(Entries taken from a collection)
+-------+

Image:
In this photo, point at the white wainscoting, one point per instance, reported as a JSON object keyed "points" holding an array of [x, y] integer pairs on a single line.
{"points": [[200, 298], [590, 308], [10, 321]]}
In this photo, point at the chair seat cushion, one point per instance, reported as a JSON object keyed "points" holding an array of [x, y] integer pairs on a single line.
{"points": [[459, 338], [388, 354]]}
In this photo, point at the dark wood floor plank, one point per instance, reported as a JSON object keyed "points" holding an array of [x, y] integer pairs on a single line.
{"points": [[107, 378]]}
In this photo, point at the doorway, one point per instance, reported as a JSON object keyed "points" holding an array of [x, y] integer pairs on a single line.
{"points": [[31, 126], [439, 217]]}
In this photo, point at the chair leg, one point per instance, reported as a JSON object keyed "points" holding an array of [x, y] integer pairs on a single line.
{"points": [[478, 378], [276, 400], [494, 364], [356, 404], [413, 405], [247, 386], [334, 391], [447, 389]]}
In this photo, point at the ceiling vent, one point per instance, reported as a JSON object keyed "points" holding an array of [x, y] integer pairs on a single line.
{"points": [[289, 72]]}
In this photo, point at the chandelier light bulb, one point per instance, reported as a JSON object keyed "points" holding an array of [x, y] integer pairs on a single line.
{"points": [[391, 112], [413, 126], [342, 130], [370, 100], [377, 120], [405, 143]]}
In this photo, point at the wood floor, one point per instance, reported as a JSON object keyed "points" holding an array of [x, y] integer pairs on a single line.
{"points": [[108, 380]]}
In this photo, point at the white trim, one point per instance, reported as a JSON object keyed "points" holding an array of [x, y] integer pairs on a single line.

+-------+

Given problem> Quote every one of the rows above word for word, without changing anything.

Finished task>
Image:
In this photo, point at the white wainscoting, one point per instance, reported as a JSON object keyed "points" holding an array of [x, y] integer pairs on a single line.
{"points": [[200, 298], [590, 308], [10, 321]]}
In this photo, point at the chair seat cushion, one point per instance, reported as a JSON object keyed "points" holding an array of [x, y] integer pairs on a single line.
{"points": [[459, 338], [388, 354]]}
In this photo, point at the dark wood floor plank, one point per instance, reported as a JSON object keyed "points" holding an array of [x, y] integer pairs on a single line.
{"points": [[107, 378]]}
In this photo, point at the doorway, one point per instance, reported as a JSON object keyed "points" holding an array of [x, y] integer pairs on a single line.
{"points": [[31, 126], [439, 217]]}
In this photo, point at the chair leg, one point per instance, reported as a JSON object keyed "points" holding an array of [x, y] integer pairs on a single line.
{"points": [[478, 378], [276, 400], [494, 364], [356, 404], [413, 405], [247, 386], [334, 391], [447, 389]]}
In this photo, point at the ceiling vent, one point per instance, reported as a JSON object keyed "points" holding an array of [x, y] integer pairs on a single line.
{"points": [[289, 72]]}
In this photo, point at the chandelier light bulb, one point per instance, reported as a JSON object keyed "points" holding an array of [x, y] integer pairs on a single line.
{"points": [[391, 112], [413, 126], [342, 130], [370, 100], [377, 120], [405, 143]]}
In this photo, point at the wood floor, one point per instance, reported as a JSON object keyed "points" holding an array of [x, y] integer pairs on a single line.
{"points": [[108, 380]]}
In this photo, point at the white trim, one point per instance, reported as a JSON object keyed "points" holding an array of [x, y] integer pairs on a single line.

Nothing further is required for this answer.